■ Tareas por realizar ■
• 1. Reescriba de forma más breve el párrafo del fragmento seleccionado que comienza con «Hace un par de semanas» y conserve sus datos principales.
• 2. Transcriba sin cambios el pasaje del fragmento seleccionado que empieza en "Hace un par" y termina en "somos como sociedad.".

■ Fragmento seleccionado ■
========================================================================

A veces me enfado íntimamente con entes abstractos como la ignorancia. No puedo encararme con alguien concreto a causa de su naturaleza universal. Por otra parte, reunir a una mayoría ignorante se me antoja una árdua tarea a no ser que, por ejemplo, se me dejara hablar en el Congreso de los diputados. Se trataría además de un acto hipócrita teniendo en cuenta que a veces yo misma hago méritos para presidir el extendido Club de la ignorancia. Ya sabéis aquello de que no hay nadie libre de pecado. La cuestión es que hasta que no expreso mi enfado, lo rumio, lo arrastro y me pesa. Si sois tan amables, permitidme que os contagie, o al menos comparta, mi malestar.

Hace un par de semanas, esperando el tren como cada día, me tocó presenciar una escena bastante ruin. Si se les presta atención, se comprueba como las estaciones constituyen todo un catálogo de anécdotas de diversa índole. La que voy a pasar a describiros, insisto, fue ruin. No sé si es la amalgama de género humano mezclada con la tensión de la espera, pero el bestiario que a veces se despliega en estaciones, aeropuertos, filas y salas de espera, es digno de análisis. Es una radiografía de lo que somos como sociedad.

========================================================================

■ Material proporcionado ■

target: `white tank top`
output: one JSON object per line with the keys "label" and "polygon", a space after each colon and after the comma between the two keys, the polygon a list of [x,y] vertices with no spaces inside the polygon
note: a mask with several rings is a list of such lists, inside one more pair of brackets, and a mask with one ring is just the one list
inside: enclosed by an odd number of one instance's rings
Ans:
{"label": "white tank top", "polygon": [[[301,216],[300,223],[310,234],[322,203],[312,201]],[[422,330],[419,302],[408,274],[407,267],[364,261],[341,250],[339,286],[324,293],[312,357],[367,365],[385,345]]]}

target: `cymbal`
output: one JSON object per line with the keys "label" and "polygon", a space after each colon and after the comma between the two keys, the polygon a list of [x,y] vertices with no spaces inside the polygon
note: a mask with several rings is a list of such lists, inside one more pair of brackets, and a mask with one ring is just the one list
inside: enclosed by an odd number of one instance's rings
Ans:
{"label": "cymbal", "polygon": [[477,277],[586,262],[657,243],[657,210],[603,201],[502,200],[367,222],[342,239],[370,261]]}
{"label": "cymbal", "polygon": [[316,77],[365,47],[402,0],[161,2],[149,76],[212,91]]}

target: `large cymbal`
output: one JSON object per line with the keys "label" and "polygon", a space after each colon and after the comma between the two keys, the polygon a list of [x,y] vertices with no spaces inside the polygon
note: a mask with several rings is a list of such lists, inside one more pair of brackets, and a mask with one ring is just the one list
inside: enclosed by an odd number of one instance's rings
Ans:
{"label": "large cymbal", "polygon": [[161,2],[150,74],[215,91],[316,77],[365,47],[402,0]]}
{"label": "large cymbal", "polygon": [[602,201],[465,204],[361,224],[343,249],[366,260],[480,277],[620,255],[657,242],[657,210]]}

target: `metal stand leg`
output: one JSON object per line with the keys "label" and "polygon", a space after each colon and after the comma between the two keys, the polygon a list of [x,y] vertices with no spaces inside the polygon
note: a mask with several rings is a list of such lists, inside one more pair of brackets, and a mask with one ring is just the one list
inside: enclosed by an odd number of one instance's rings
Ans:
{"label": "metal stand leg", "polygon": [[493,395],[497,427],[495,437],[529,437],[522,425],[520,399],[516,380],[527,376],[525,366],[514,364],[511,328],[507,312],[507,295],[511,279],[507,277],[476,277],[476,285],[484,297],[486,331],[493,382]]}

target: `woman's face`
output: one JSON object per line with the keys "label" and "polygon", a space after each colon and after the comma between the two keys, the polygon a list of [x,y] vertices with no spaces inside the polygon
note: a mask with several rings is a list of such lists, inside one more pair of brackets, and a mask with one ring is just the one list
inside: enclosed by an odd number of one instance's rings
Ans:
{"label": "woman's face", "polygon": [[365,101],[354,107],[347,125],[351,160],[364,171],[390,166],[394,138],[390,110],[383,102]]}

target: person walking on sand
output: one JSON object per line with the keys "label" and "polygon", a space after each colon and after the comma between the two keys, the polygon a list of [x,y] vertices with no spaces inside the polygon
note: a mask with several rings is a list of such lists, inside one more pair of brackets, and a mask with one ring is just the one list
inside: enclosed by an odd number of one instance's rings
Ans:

========================================================================

■ Respuestas en orden ■
• 1. Hace un par de semanas, mientras esperaba el tren como a diario, presencié una escena ruin. Las estaciones reúnen un catálogo de anécdotas diversas. El comportamiento que se despliega en estaciones, aeropuertos, filas y salas de espera, quizá por la mezcla de personas y la tensión de la espera, merece análisis, pues retrata lo que somos como sociedad.

• 2.
Hace un par de semanas, esperando el tren como cada día, me tocó presenciar una escena bastante ruin. Si se les presta atención, se comprueba como las estaciones constituyen todo un catálogo de anécdotas de diversa índole. La que voy a pasar a describiros, insisto, fue ruin. No sé si es la amalgama de género humano mezclada con la tensión de la espera, pero el bestiario que a veces se despliega en estaciones, aeropuertos, filas y salas de espera, es digno de análisis. Es una radiografía de lo que somos como sociedad.